===== SUPPLIED DATA =====

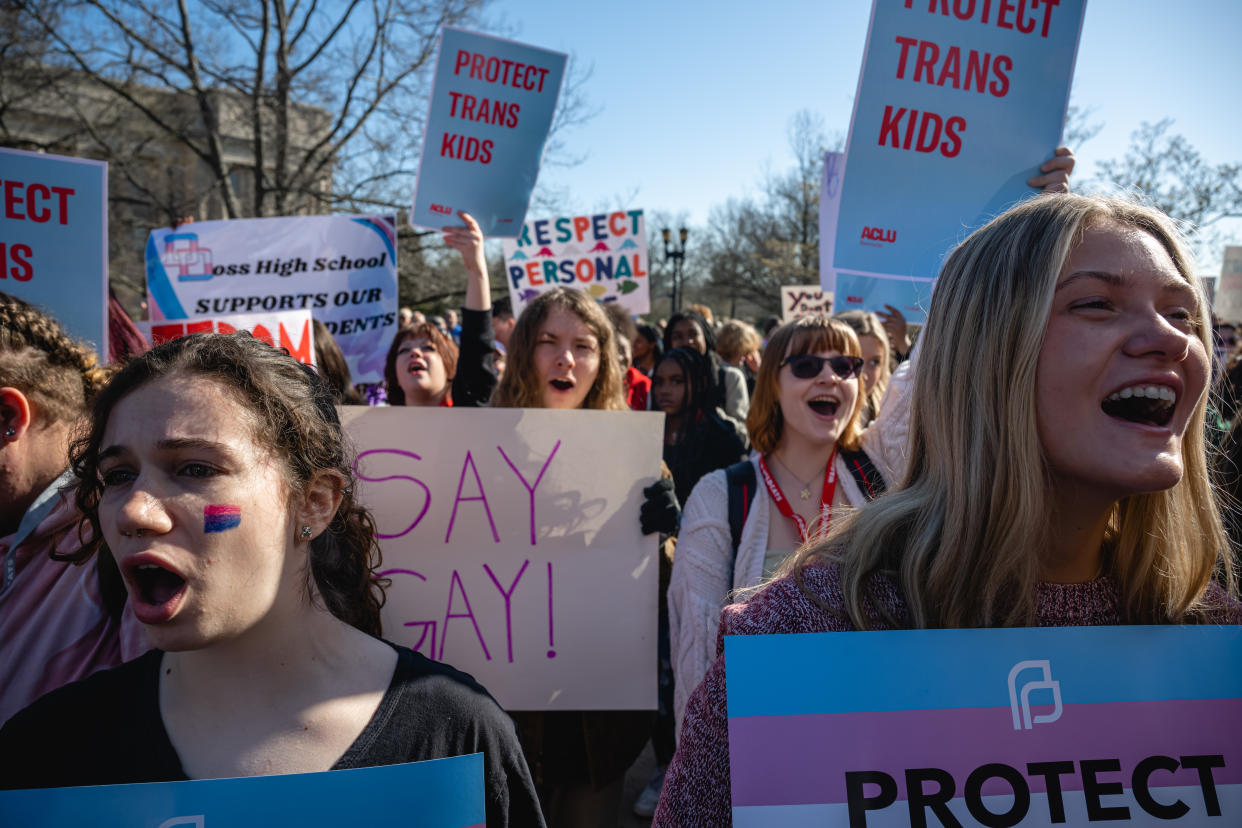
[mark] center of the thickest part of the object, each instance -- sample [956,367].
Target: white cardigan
[701,586]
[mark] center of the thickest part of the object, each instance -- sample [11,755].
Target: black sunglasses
[807,366]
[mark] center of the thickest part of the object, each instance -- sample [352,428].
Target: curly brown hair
[445,346]
[57,373]
[296,418]
[519,385]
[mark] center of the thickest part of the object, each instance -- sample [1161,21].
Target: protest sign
[287,329]
[604,255]
[513,545]
[437,793]
[492,103]
[797,301]
[958,106]
[340,268]
[1228,289]
[54,238]
[1071,725]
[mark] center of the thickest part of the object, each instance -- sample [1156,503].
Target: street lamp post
[677,256]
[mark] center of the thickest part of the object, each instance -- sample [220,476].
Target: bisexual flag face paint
[220,518]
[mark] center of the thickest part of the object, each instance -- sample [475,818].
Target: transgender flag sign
[992,728]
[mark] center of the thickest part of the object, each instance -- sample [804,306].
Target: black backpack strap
[865,473]
[740,479]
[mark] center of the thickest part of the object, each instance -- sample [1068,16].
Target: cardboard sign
[290,330]
[1228,289]
[958,104]
[1033,726]
[54,238]
[797,301]
[340,268]
[513,545]
[442,793]
[491,108]
[604,255]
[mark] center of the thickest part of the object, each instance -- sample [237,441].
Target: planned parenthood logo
[181,251]
[1020,700]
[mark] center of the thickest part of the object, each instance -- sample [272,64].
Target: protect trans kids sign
[288,329]
[54,238]
[492,102]
[958,104]
[512,540]
[340,268]
[988,728]
[437,793]
[604,255]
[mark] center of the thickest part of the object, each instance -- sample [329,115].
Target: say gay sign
[965,728]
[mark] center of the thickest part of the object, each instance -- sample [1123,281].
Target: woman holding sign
[215,473]
[424,366]
[1057,471]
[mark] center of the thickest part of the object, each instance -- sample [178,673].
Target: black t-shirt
[107,730]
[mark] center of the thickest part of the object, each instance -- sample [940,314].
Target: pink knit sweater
[697,785]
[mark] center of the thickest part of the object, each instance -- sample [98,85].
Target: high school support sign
[340,268]
[512,541]
[604,255]
[988,728]
[958,104]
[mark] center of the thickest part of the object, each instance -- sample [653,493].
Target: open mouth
[157,585]
[1146,405]
[824,406]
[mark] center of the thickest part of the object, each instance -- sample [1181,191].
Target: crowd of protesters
[820,476]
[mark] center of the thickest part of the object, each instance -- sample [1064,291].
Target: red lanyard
[830,489]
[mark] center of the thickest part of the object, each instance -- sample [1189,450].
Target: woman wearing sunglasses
[809,463]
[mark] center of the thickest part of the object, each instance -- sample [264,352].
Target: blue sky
[696,96]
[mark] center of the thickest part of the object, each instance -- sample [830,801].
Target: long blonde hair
[521,386]
[963,533]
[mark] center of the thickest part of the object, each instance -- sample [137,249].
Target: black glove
[660,510]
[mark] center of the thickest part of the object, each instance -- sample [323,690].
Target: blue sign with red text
[958,104]
[491,109]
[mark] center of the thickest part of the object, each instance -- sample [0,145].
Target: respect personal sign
[492,102]
[604,255]
[437,793]
[340,268]
[512,541]
[54,238]
[959,103]
[984,728]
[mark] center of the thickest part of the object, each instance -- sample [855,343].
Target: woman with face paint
[1057,471]
[58,622]
[215,474]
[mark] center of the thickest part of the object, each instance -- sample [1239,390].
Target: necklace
[830,487]
[806,484]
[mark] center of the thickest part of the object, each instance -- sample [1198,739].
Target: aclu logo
[181,251]
[877,236]
[1020,700]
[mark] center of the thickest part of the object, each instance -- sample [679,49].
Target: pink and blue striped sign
[965,728]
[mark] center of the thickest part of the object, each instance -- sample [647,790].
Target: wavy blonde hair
[521,386]
[963,533]
[806,335]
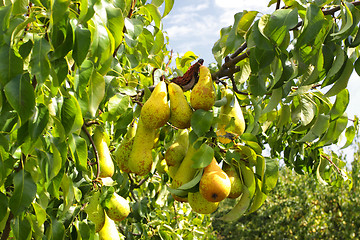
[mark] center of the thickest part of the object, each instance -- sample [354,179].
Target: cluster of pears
[116,209]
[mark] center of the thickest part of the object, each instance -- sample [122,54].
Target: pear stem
[95,150]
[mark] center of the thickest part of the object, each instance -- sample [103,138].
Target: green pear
[95,211]
[200,205]
[109,230]
[177,151]
[202,95]
[185,172]
[122,152]
[118,208]
[236,183]
[230,110]
[105,161]
[155,111]
[214,184]
[180,110]
[141,160]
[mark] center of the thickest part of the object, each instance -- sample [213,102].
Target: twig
[95,150]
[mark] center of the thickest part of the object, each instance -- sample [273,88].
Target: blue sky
[195,26]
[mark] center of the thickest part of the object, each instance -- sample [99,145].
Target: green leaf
[81,45]
[11,65]
[59,8]
[201,121]
[39,121]
[96,92]
[343,80]
[340,105]
[24,192]
[39,63]
[168,6]
[3,205]
[271,175]
[20,94]
[203,156]
[71,117]
[350,135]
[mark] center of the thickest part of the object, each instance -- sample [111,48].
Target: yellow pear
[177,151]
[156,112]
[105,162]
[185,172]
[202,95]
[214,184]
[180,110]
[95,211]
[141,160]
[122,152]
[200,205]
[230,110]
[109,230]
[236,183]
[118,208]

=====

#### WHAT IS NEEDED:
Give back exactly the lines above, from the line containing "Target: protect trans kids sign" through the line containing "-- sample [0,145].", with both end lines and nothing more.

#### RESPONSE:
Target: protect trans kids sign
[288,329]
[54,238]
[492,102]
[958,104]
[512,540]
[340,268]
[988,728]
[437,793]
[604,255]
[mark] center of the thickest part of the object, each instance -- sample [329,115].
Target: say gay sign
[965,728]
[mark] center of the thickest part of the object, each instance -- sample [1123,281].
Target: woman holding sign
[215,473]
[424,366]
[1057,471]
[mark] center of the thickest part of the object, each instance -- sample [178,673].
Target: black t-shirt
[107,730]
[mark] center of the thickest part of the object, each instance -- sample [940,314].
Target: pink knit sweater
[697,785]
[mark] center of the thickest part of the object, each instance -- sample [98,85].
Target: high school support sign
[340,268]
[512,541]
[604,255]
[988,728]
[958,104]
[mark] center of the thickest part of the object, each instance -- sample [653,493].
Target: open mouth
[157,585]
[1146,405]
[824,406]
[mark] center of the thickest part of the object, each instance -- sample [1181,191].
Target: crowd of protesters
[820,476]
[mark] center of the thickest part of the object, each instance -- sample [1064,291].
Target: red lanyard
[830,489]
[mark] center of the thickest part of the object, each instance -- sample [1189,450].
Target: woman wearing sunglasses
[809,463]
[mark] center of the thickest part of the object, each instance -- sample [264,352].
Target: blue sky
[696,96]
[mark] center of the thickest part of the object, each instance -- sample [830,801].
Target: long blonde hair
[521,386]
[963,533]
[mark] center of the thickest part of the object, each instance -- sample [137,249].
Target: black glove
[660,510]
[mark] center of the thickest part of the object, each instance -- sample [323,690].
Target: blue sign with red text
[958,104]
[491,109]
[mark] center of the thickest part of the object, each instance -- sample [0,145].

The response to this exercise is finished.